Directions:
Of the entries below, restate word for word only the section that runs from the line with "Please locate the white" to the line with "Please locate the car roof", counting both ends.

━━━━━━━━━━━━━━━━

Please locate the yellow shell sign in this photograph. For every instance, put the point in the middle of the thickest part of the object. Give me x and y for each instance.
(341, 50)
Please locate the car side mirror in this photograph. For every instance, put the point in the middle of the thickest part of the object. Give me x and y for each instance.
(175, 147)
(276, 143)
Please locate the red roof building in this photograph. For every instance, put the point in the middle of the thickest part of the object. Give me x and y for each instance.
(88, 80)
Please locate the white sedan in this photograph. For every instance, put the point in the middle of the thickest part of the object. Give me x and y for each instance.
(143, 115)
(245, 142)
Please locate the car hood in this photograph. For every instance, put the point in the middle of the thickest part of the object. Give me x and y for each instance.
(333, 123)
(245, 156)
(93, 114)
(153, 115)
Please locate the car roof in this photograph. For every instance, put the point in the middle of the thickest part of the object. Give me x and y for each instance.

━━━━━━━━━━━━━━━━

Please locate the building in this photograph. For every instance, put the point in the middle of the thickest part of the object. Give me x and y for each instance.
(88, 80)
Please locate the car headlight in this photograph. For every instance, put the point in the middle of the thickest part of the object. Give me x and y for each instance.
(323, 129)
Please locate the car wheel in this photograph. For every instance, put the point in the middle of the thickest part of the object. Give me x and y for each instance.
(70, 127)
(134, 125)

━━━━━━━━━━━━━━━━

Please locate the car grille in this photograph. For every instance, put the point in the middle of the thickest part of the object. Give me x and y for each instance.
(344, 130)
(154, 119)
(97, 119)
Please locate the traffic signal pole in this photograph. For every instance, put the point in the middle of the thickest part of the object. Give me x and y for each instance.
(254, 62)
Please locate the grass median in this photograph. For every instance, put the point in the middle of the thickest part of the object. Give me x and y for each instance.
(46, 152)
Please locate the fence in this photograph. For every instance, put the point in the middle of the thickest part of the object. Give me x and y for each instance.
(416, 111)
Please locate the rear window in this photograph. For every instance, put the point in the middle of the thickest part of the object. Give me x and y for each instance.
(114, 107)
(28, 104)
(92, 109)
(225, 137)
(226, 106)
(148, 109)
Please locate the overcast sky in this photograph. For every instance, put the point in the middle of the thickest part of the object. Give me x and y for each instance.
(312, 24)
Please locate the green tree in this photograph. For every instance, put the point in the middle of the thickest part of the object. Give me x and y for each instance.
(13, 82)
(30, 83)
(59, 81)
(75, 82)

━━━━━━━━━━━━━━━━

Output:
Please locate the white sedan in this photograph. For every instance, put the point in the middle of the thickest part of the object. Give me x and y for each instance.
(143, 115)
(245, 142)
Please locate the car hood in this photograph. For every instance, put the point in the middle of the thickest part of the object. Give me x and y for each instance.
(333, 123)
(245, 156)
(93, 114)
(153, 115)
Please locate the car roof in this photograph. For every instance, put the point in the middle of the thickest part of the object. Give me x and y for each instance.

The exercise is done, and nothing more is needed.